** start of PASSAGE GIVEN **

Last updated: Thu 2 Apr 2015, 4:15 PM

In the context of growing inflow of money into UAE from oil revenue and foreign investments many economists and bankers feel that UAE Central Bank should seek aggressive monetary policy measures to neutralise the excess liquidity in the economy.

Rising oil prices, inflow of repatriated regional investments from abroad, and a strong flow of regional investments into real estate and the stock market have created a strange economic situation in the UAE in the form of ‘problem of plenty’.

According to the Central Bank Annual Report for 2004, the domestic liquidity has expanded substantially by Dh15.39 billion (11.3 per cent), in addition to the expansionary impact of net domestic credit of Dh41.26 billion (27.1 per cent).

The escalating liquidity has brought in its share of economic woes, primarily in the form of inflation. To put it simply, the large quantities of money inflow into the country from oil revenue and foreign investments have driven up the cost of goods and services.

Last week, the UAE Central Bank revealed its plans to issue longer term Certificates of Deposit (CDs) with maturities of up to five years to neutralise the inflationary pressures from liquidity-fed economic boom. Many economists say, currently, the UAE has limited monetary policy options to curtail the impact of excess liquidity. “The interest rate adjustments usually followed across the world as a monetary policy tool to suck out the excess liquidity in the financial system is absent in the UAE as the base rates here follow the US interest rates because of the currency peg,” said the treasury head of a foreign bank.

** end of PASSAGE GIVEN **
** start of MATERIALS PROVIDED **

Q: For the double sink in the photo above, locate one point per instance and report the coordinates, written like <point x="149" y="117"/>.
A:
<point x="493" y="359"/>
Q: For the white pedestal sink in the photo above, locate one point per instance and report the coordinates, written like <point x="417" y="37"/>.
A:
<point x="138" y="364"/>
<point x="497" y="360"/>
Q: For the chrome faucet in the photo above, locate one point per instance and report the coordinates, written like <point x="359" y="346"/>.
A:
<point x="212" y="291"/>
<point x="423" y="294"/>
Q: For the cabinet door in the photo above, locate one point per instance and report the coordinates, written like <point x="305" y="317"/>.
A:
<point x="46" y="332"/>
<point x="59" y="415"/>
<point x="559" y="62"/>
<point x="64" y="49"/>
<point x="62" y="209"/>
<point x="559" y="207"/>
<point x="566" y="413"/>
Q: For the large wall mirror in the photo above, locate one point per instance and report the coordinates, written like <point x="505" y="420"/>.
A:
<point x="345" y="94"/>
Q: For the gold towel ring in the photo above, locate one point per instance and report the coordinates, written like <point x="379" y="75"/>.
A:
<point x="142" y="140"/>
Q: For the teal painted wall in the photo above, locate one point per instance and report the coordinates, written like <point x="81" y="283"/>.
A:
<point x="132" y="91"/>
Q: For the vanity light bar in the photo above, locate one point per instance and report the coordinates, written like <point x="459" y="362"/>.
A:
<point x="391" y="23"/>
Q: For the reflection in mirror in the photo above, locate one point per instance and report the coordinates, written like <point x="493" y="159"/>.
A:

** end of MATERIALS PROVIDED **
** start of MATERIALS PROVIDED **

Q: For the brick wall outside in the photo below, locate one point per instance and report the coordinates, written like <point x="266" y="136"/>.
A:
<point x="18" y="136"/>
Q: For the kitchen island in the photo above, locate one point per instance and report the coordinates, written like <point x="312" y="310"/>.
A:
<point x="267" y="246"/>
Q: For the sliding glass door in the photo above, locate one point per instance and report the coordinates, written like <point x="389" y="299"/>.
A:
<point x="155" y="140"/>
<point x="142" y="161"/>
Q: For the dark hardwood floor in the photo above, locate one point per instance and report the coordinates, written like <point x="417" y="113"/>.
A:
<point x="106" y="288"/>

** end of MATERIALS PROVIDED **

§ TO-DO LIST
A. List the three factors that the article on UAE liquidity says created the "problem of plenty" in the UAE.
B. Find every line in the entries that contains the word "door", and copy each of those lines.
The article on UAE liquidity and the entries have nothing to do with each other.

§ THE RESULTS
A.
- Rising oil prices
- Inflow of repatriated regional investments from abroad
- A strong flow of regional investments into real estate and the stock market

B.
Q: For the cabinet door in the photo above, locate one point per instance and report the coordinates, written like <point x="305" y="317"/>.
Q: For the sliding glass door in the photo above, locate one point per instance and report the coordinates, written like <point x="389" y="299"/>.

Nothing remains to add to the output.